=== DATASET EXCERPTS ===

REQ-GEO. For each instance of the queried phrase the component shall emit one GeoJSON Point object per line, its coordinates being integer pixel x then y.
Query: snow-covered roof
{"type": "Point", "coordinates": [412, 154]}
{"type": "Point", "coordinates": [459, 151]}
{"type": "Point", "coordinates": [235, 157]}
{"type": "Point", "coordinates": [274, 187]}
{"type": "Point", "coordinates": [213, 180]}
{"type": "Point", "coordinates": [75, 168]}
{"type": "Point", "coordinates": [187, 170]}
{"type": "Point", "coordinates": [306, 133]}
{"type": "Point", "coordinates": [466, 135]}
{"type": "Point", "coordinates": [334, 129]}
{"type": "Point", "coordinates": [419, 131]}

===

WHAT IS NEEDED.
The whole listing above should be output again exactly.

RESULT OF THE EXERCISE.
REQ-GEO. For each instance of the queried phrase the component shall emit one GeoJSON Point object per line, its coordinates being integer pixel x then y.
Query: snow-covered roof
{"type": "Point", "coordinates": [412, 154]}
{"type": "Point", "coordinates": [459, 151]}
{"type": "Point", "coordinates": [235, 157]}
{"type": "Point", "coordinates": [274, 187]}
{"type": "Point", "coordinates": [213, 180]}
{"type": "Point", "coordinates": [75, 168]}
{"type": "Point", "coordinates": [187, 170]}
{"type": "Point", "coordinates": [306, 133]}
{"type": "Point", "coordinates": [466, 135]}
{"type": "Point", "coordinates": [334, 129]}
{"type": "Point", "coordinates": [419, 131]}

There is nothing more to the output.